● **Text shown**

● ● ● ●

An easy buckeye recipe, these chocolate coated peanut butter truffles are perfect for the holiday season! What makes them stand apart from every other buckeye candy recipe? You mix toffee into the peanut butter filling and top each buckeye with a honey roasted peanut.
Peanut Butter Buckeyes
Can you think of a better combination than chocolate and peanut butter? I cannot! Creamy peanut butter fudge, homemade peanut butter cups, and chocolate peanut butter truffles are all proof the flavor combo works brilliantly!
My latest chocolate & peanut butter obsession? Peanut Butter Buckeye Candy! They look like they came from a fancy candy shop and are easy to make. And they make a great homemade holiday gift!
What Does Buckeye Candy Taste Like?
- Flavor: The first flavor to hit you will definitely be peanut butter! But these buckeyes also have notes of toffee, milk chocolate, dark chocolate, salt, and espresso. The flavors are all subtle and don’t overwhelm one another.
- Texture: The peanut butter filling is creamy and crunchy, and the dark chocolate coating adds even more crunch. There’s also a honey roasted peanut on top of each buckeye for even more crunch! If you love crunchy and creamy candies, you’ll love these!
Ingredients for this Buckeye Recipe
- Peanut Butter: I do not suggest using natural peanut butter for this recipe. Instead, I recommend a standard creamy peanut butter like JIF or Peter Pan.
- Butter: Unsalted butter works best for this recipe. You’ll want it slightly softer than room temperature, so that it easily blends into the peanut butter filling.
- Vanilla Extract: As always, I recommend using pure vanilla. Not imitation or artificial vanilla, which will give your buckeye candy an odd taste.
- Salt: Just a dash helps balance sweetness and enhance the other flavors in this buckeye recipe.
- Confectioners’ Sugar: Aka powdered sugar. Be sure to sift the powdered sugar before using it so your peanut butter filling is smooth and lump free.
- Milk: Whole milk aka full-fat milk works best in the peanut butter filling, but any milk will technically work.

● ● ● ●

● **Requirements**
A) Which ingredients appear under the heading "Ingredients for this Buckeye Recipe" in the buckeye recipe text?
B) Can you extend the buckeye recipe text, picking up after its last sentence about milk?
The lines in the next section are separate from the buckeye recipe.

Data items:
● ● ● ●

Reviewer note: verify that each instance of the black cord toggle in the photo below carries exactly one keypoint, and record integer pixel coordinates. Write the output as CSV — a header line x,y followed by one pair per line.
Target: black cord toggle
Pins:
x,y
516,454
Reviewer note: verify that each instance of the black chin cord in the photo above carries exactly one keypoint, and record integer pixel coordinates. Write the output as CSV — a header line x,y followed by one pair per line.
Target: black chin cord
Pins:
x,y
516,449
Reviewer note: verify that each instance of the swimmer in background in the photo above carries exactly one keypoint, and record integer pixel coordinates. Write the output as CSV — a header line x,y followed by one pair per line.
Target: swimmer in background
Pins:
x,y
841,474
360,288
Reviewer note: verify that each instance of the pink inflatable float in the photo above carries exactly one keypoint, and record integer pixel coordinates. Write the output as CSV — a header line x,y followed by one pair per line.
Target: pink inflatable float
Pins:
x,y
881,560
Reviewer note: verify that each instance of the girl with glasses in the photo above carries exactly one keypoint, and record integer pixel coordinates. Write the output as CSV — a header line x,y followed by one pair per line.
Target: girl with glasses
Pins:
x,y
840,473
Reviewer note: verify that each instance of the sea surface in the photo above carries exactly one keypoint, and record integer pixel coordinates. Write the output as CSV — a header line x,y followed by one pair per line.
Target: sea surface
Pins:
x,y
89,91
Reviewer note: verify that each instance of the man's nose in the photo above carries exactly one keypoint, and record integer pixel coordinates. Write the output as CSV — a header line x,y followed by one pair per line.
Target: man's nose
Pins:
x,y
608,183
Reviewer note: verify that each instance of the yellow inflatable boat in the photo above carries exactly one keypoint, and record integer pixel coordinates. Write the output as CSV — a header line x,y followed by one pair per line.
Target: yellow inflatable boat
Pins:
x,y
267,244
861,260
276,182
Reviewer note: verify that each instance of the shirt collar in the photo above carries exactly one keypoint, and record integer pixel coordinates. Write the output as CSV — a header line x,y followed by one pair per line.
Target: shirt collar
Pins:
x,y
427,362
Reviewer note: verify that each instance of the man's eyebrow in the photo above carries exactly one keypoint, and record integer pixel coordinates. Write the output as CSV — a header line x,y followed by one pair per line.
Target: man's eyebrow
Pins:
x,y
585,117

● ● ● ●

● **Task-by-task answers**
A)
- Peanut butter
- Butter
- Vanilla extract
- Salt
- Confectioners' sugar
- Milk

B)
- HEATH Bars: These milk chocolate English toffee candy bars are easily available at most grocery stores. If you can’t find them, feel free to use an equal amount of toffee bits and chopped milk chocolate instead.
- Dark Chocolate: If you don’t like dark chocolate, feel free to use milk chocolate or semi-sweet chocolate instead.
- Espresso Powder: This enhances the dark chocolate flavor, but is an optional ingredient. You can 100% make this recipe without using it.
- Honey Roasted Peanuts: We top the buckeyes with nuts and it’s absolutely delicious! Not only do the nuts add crunch and sweetness, but they make the buckeye candy look extra pretty.
Creamy Peanut Butter Filling
- Equipment: You’ll need a handheld electric mixer or stand mixer fitted with a whisk attachment to make the peanut butter filling! And be sure all of your ingredients are at room temperature before beginning.
- Advice: When you add the powdered sugar, only add a 1/2 cup at a time. Otherwise the powdered sugar will fly up and make a huge mess. Slow and steady is the way to go when adding powdered sugar.
- How to Fix the Peanut Butter Filling: If your filling looks too dry, add in a little extra milk. And if your filling looks to sticky, add in a little more powdered sugar. I suggest adding in a teaspoon of milk at a time, and a 1/4 cup of powdered sugar at a time. The peanut butter filling should look like play dough.
- Use a Cookie Scoop: A small cookie scoop will make it easy to portion out 1 tablespoon-sized rounds of filling. Be sure to place the balls on a pan lined with parchment paper or wax paper so they don’t stick! And chill until firm, about 30 minutes to 1 hour.
Dip the Peanut Butter Balls
- Melt the Dark Chocolate: I like to melt the chocolate in the microwave. But if you don’t have one, you can use a doubler boiler or make one.
- Dip the Buckeye Candy: Once the buckeyes have firmed up in the freezer, they’re ready to be dipped in chocolate. Carefully dip the bottom of each ball in the melted chocolate, leaving a small round of peanut butter still visible.
- Allow Excess Chocolate to Drip: The secret to less messy buckeyes? Let any excess chocolate drip back into the bowl before placing the buckeyes on the lined baking sheet.
- Chill until Solid: Place the peanut butter balls to the refrigerator to set, about 1 hour. This buckeye recipe is best served chilled, but will be ok at room temperature for a few hours.
Toffee Crunch Peanut Butter Buckeyes
- 1 15 ounce jar creamy peanut butter
- 1/4 cup (57g) unsalted butter very soft
- 2 teaspoons vanilla extract
- 1/2 teaspoon salt
- 3 and 1/4 cups (371g) confectioners' sugar sifted
- 2 Tablespoons (28ml) milk
- 4 full-size HEATH milk chocolate English toffee candy bars finely chopped
- 12 ounces 72% dark chocolate finely chopped
- 1 teaspoon espresso powder optional
- 1/4 cup honey roasted peanuts optional
- In a large bowl using a handheld electric mixer, or in the body of a stand mixer fitted with the whisk attachment, combine the peanut butter, butter, vanilla, and salt. Beat on low-speed until combined.
- With the mixer on low-speed, add in the confectioners sugar, a 1/2 cup at a time, beating well after each addition. Add in the milk and continue to beat until the mixture becomes a workable dough. It will be a little sticky, but scoop-able and easy to work with.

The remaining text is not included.